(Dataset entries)
......
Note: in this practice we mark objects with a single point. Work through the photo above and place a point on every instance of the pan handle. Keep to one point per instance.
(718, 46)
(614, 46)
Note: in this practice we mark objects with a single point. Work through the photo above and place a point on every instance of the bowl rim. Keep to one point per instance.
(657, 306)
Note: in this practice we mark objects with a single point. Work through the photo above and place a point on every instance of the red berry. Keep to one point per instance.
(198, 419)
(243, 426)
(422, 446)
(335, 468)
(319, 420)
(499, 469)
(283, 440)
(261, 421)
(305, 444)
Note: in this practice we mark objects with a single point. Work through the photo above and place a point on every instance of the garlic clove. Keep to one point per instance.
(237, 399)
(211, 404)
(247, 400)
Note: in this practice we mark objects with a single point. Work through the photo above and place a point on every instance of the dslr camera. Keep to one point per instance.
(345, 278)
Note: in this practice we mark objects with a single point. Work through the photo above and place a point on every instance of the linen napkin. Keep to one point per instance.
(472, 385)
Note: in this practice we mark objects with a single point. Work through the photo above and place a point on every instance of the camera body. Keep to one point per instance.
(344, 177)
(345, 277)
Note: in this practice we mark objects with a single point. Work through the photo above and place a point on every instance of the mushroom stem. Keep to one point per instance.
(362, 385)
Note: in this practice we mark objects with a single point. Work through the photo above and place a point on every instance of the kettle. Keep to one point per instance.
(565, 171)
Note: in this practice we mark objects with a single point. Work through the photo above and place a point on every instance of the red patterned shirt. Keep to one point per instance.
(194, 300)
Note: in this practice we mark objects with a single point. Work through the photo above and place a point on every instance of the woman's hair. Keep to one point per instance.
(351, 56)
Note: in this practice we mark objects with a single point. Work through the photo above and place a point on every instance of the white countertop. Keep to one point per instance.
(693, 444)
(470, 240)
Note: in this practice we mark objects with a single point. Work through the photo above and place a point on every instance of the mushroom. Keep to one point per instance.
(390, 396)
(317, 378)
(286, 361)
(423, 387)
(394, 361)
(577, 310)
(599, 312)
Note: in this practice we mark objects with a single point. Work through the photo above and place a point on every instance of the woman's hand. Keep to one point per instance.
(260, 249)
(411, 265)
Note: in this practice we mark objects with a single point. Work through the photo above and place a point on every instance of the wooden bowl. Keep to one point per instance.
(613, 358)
......
▸ WHAT NEEDS TO BE DONE
Would you retype all of the lines shown above, exactly as given?

▸ YOUR SOLUTION
Note: in this practice we mark objects with a single point. Work through the photo above and place a point on every instance of the pan handle. Keep to one point per instance.
(718, 46)
(614, 46)
Note: in this practice we mark objects with a single point. Work through the photo above and place a point on every instance of the bowl rim. Keep to one point per instance.
(657, 306)
Note: in this practice we mark objects with a single point. Work through the photo above and place a point on every instance of the red berry. Keep to one point per instance.
(198, 419)
(243, 426)
(422, 446)
(335, 468)
(319, 420)
(499, 469)
(283, 440)
(261, 421)
(305, 444)
Note: in this practice we mark objects with a single point. Work through the photo above and place a point on every instance of the garlic clove. Keep to one point per instance.
(237, 399)
(211, 404)
(247, 400)
Note: in this practice we mark objects with a single point. Work through the photo above and place a point on every instance of the dslr camera. Keep to one point per instance.
(345, 278)
Note: in this practice we mark objects with a single point. Work through the photo above and place a point on every instance of the linen napkin. Keep to one point per instance.
(472, 385)
Note: in this practice we mark objects with a single point. Work through the photo above and place a point on every instance of the camera body. Keep to one point per instance.
(344, 177)
(345, 277)
Note: in this practice we mark objects with a single point. Work through the photo above and place a point on every instance of the mushroom stem. Keep to one point per instance.
(362, 385)
Note: in this practice we mark objects with a single point. Work through the photo above and place a point on every instance of the kettle. Keep to one point per instance.
(565, 171)
Note: in this practice we mark objects with a single point. Work through the photo above and place a point on every instance of the red patterned shirt. Keep to one point per instance.
(194, 300)
Note: in this practice we mark objects with a single point. Work through the photo above and place a point on every instance of the woman's hair. Keep to one point per instance.
(351, 56)
Note: in this practice we mark objects with a single point. Work through the photo above and place a point on every instance of the white countertop. Keep to one point per instance.
(693, 444)
(470, 240)
Note: in this practice we mark objects with a single point. Work through the photo above and place a point on every instance of the mushroom. Keep to one point per instance.
(390, 396)
(317, 378)
(286, 361)
(423, 387)
(394, 361)
(577, 310)
(599, 312)
Note: in this practice we mark objects with a single point. Work through the photo above and place a point on every instance of the woman's hand. Keep to one point per instance.
(260, 249)
(411, 265)
Note: in this practice we mark objects with a single point. Work through the photo above and place a point on every instance of the wooden bowl. Keep to one point per instance.
(613, 358)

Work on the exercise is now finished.